> **To be done**:
List every line in the records below that contains the word "hazy", matching case exactly.

> **Provided data**:
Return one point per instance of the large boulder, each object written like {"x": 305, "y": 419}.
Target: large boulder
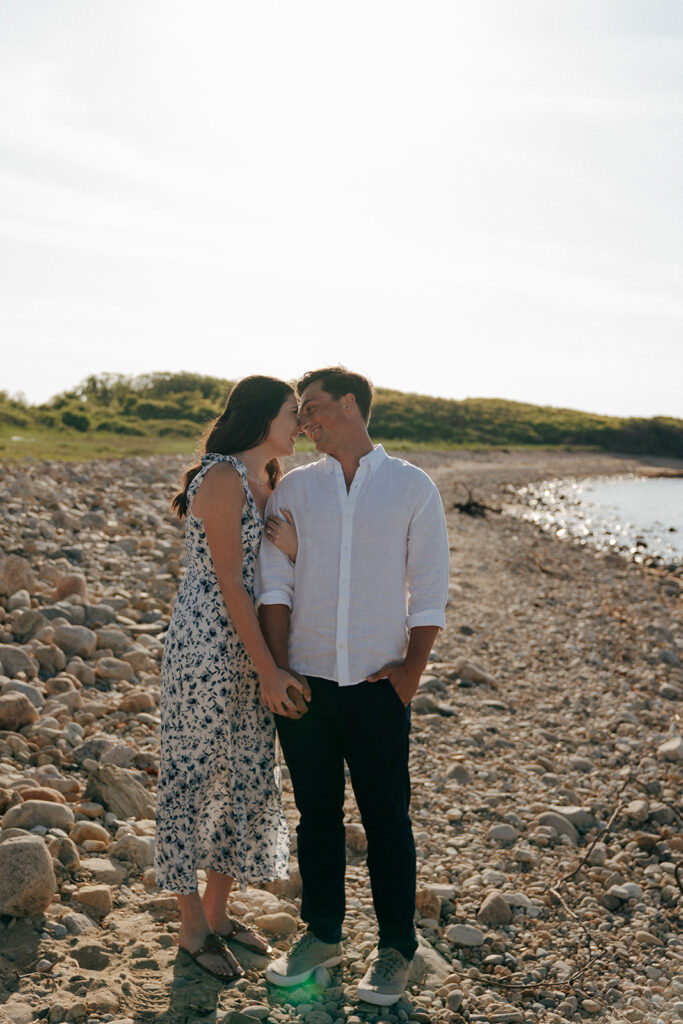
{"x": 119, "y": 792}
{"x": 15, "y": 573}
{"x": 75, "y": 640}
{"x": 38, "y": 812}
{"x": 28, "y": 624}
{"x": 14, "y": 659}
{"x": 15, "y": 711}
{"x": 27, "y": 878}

* * *

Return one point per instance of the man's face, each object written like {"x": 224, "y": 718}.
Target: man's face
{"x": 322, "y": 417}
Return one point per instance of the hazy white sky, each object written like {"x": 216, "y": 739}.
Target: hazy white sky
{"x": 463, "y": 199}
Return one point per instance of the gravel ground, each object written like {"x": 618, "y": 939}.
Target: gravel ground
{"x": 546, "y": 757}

> **Exercise answer**:
Return one point per instance of the hazy white sky, each object written like {"x": 216, "y": 739}.
Target: hazy white sky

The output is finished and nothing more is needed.